• Document segment:

* Begin *

The ‘Real’ Robin Hood

 Next we imagine Robin as he might have been if he really was a historical character (as I believe he was); an outlaw living rough in the greenwood, quite a contrast to the dashing hero of storybooks and the movies.

My group of post-graduate academics get more expressive in their drawings when they’re allowed to get away from the storybook cliche.

The moody Robin (left) has a brooding physical presence. I definitely wouldn’t like to meet him as I walked through Sherwood Forest.

Robin & Reynaert

With yesterday’s talk on Reynaert the Fox in mind, I ask them to attempt an atavistic Robin, going back to the ancient roots of legend. They can draw their character anywhere on a sliding scale between a wily fox-like human Robin to an anthropomorphic character like the fox hero of Disney’s animated version Robin Hood.

Animal traits can help when designing a human character. The Robin Hood meets The Simpson’s figure (above, far left) is a cheeky, cheerful character – you can imagine his cute cartoon voice – a contrast to the Robin/Reynaert figure (right) who occupies the dappled shade of the forests we visit in fable and folk tale. I think he’s from a dreamlike Jungian world; from the animalistic depths of our storytelling collective subconscious.

The Sheriff

Robin can be an enigma, something of a blank at the still centre of the legends. At the start of The Gest he’s just there, with no explanation of his origins, leaning against a tree in Barnsdale Forest. It’s often the other characters who actually do things. Robin can’t be Robin without his friends and, of course, his foes . . .

* End *

• Task to complete: Translate this sentence from the piece on drawing Robin Hood into Spanish: "Animal traits can help when designing a human character."

[Rows from a box-labeling dataset]
* Begin *

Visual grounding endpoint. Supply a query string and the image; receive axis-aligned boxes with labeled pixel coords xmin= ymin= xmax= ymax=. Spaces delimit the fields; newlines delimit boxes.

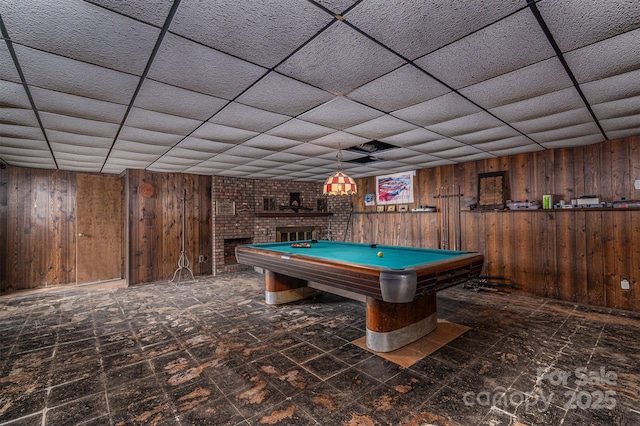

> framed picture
xmin=376 ymin=171 xmax=416 ymax=205
xmin=216 ymin=201 xmax=236 ymax=216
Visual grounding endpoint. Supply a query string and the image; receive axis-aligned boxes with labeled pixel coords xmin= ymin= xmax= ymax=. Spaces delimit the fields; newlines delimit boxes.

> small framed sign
xmin=216 ymin=201 xmax=236 ymax=216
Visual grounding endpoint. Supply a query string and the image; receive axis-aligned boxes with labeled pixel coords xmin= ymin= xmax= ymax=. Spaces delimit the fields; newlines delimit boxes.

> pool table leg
xmin=264 ymin=270 xmax=320 ymax=305
xmin=366 ymin=294 xmax=438 ymax=352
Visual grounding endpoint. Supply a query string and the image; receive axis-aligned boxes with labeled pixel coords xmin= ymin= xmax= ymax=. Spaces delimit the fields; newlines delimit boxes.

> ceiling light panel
xmin=460 ymin=57 xmax=573 ymax=108
xmin=134 ymin=79 xmax=228 ymax=121
xmin=191 ymin=123 xmax=258 ymax=144
xmin=87 ymin=0 xmax=172 ymax=27
xmin=267 ymin=118 xmax=335 ymax=142
xmin=349 ymin=65 xmax=451 ymax=112
xmin=237 ymin=72 xmax=332 ymax=116
xmin=564 ymin=28 xmax=640 ymax=83
xmin=0 ymin=80 xmax=31 ymax=109
xmin=125 ymin=108 xmax=202 ymax=136
xmin=345 ymin=115 xmax=418 ymax=139
xmin=415 ymin=9 xmax=555 ymax=89
xmin=209 ymin=102 xmax=291 ymax=132
xmin=170 ymin=0 xmax=333 ymax=68
xmin=276 ymin=21 xmax=403 ymax=95
xmin=392 ymin=92 xmax=481 ymax=126
xmin=345 ymin=0 xmax=523 ymax=59
xmin=298 ymin=97 xmax=384 ymax=130
xmin=14 ymin=45 xmax=139 ymax=105
xmin=2 ymin=0 xmax=160 ymax=75
xmin=537 ymin=0 xmax=640 ymax=52
xmin=148 ymin=34 xmax=266 ymax=99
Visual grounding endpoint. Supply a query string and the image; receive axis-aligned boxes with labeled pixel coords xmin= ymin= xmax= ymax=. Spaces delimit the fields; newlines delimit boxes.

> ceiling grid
xmin=0 ymin=0 xmax=640 ymax=182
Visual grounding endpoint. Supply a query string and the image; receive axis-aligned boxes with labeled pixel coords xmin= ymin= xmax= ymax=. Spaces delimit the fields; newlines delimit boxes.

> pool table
xmin=236 ymin=240 xmax=483 ymax=352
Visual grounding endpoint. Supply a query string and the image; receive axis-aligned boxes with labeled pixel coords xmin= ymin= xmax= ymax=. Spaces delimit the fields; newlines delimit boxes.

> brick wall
xmin=212 ymin=176 xmax=351 ymax=274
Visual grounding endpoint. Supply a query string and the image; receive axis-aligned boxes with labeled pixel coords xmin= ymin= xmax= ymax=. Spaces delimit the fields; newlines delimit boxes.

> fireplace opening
xmin=224 ymin=238 xmax=251 ymax=265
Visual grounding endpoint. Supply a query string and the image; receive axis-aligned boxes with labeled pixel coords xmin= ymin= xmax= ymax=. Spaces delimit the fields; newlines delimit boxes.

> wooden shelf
xmin=256 ymin=212 xmax=333 ymax=217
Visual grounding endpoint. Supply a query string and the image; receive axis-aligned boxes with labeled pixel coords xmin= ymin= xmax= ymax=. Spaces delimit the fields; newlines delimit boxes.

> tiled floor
xmin=0 ymin=272 xmax=640 ymax=426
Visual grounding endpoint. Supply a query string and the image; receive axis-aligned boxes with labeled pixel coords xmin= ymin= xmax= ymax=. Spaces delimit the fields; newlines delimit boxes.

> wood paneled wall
xmin=0 ymin=167 xmax=76 ymax=291
xmin=125 ymin=170 xmax=212 ymax=285
xmin=353 ymin=136 xmax=640 ymax=311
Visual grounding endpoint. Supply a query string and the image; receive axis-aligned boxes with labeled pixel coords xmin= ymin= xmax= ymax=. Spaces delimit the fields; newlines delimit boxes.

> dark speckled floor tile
xmin=0 ymin=271 xmax=640 ymax=426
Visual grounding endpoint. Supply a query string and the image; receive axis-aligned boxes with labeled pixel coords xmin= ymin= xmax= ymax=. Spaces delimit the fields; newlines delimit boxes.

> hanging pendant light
xmin=323 ymin=149 xmax=358 ymax=195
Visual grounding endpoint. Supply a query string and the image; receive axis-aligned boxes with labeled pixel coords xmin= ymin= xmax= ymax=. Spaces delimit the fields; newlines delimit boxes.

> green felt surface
xmin=249 ymin=240 xmax=467 ymax=269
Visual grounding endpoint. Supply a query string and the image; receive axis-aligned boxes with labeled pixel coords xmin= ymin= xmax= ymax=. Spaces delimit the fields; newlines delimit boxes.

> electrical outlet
xmin=620 ymin=278 xmax=629 ymax=290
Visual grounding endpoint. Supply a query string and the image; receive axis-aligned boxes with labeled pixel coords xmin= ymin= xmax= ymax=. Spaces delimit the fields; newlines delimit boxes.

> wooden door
xmin=76 ymin=173 xmax=124 ymax=285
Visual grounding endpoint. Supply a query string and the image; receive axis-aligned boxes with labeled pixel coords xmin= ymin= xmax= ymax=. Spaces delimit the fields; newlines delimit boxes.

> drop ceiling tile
xmin=311 ymin=132 xmax=368 ymax=149
xmin=209 ymin=102 xmax=291 ymax=133
xmin=529 ymin=123 xmax=603 ymax=144
xmin=455 ymin=126 xmax=520 ymax=146
xmin=110 ymin=138 xmax=172 ymax=155
xmin=490 ymin=87 xmax=584 ymax=123
xmin=0 ymin=124 xmax=44 ymax=140
xmin=14 ymin=45 xmax=139 ymax=105
xmin=0 ymin=42 xmax=20 ymax=83
xmin=490 ymin=143 xmax=544 ymax=157
xmin=191 ymin=123 xmax=257 ymax=144
xmin=118 ymin=126 xmax=183 ymax=147
xmin=391 ymin=92 xmax=481 ymax=126
xmin=237 ymin=72 xmax=332 ymax=116
xmin=380 ymin=128 xmax=442 ymax=147
xmin=0 ymin=80 xmax=31 ymax=109
xmin=345 ymin=0 xmax=524 ymax=59
xmin=600 ymin=114 xmax=640 ymax=133
xmin=512 ymin=107 xmax=593 ymax=133
xmin=345 ymin=115 xmax=418 ymax=139
xmin=125 ymin=108 xmax=202 ymax=136
xmin=225 ymin=144 xmax=273 ymax=161
xmin=460 ymin=57 xmax=573 ymax=108
xmin=40 ymin=112 xmax=119 ymax=139
xmin=580 ymin=68 xmax=640 ymax=104
xmin=592 ymin=96 xmax=640 ymax=120
xmin=267 ymin=118 xmax=335 ymax=142
xmin=473 ymin=135 xmax=535 ymax=154
xmin=87 ymin=0 xmax=172 ymax=27
xmin=47 ymin=130 xmax=113 ymax=148
xmin=564 ymin=28 xmax=640 ymax=83
xmin=177 ymin=136 xmax=235 ymax=154
xmin=0 ymin=107 xmax=39 ymax=127
xmin=349 ymin=65 xmax=451 ymax=112
xmin=30 ymin=86 xmax=127 ymax=124
xmin=134 ymin=79 xmax=229 ymax=121
xmin=538 ymin=0 xmax=640 ymax=52
xmin=242 ymin=133 xmax=301 ymax=151
xmin=415 ymin=9 xmax=555 ymax=89
xmin=427 ymin=111 xmax=504 ymax=139
xmin=298 ymin=97 xmax=384 ymax=130
xmin=171 ymin=0 xmax=334 ymax=68
xmin=2 ymin=0 xmax=160 ymax=75
xmin=411 ymin=139 xmax=467 ymax=154
xmin=542 ymin=133 xmax=604 ymax=149
xmin=276 ymin=21 xmax=403 ymax=95
xmin=148 ymin=33 xmax=266 ymax=99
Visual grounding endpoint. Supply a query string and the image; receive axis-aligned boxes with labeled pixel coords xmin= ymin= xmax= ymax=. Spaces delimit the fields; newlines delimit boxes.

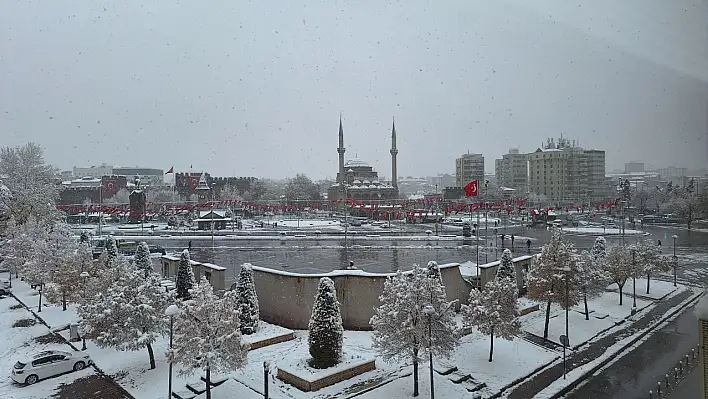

* End *

• Final answer: Los rasgos animales pueden ayudar a la hora de diseñar un personaje humano.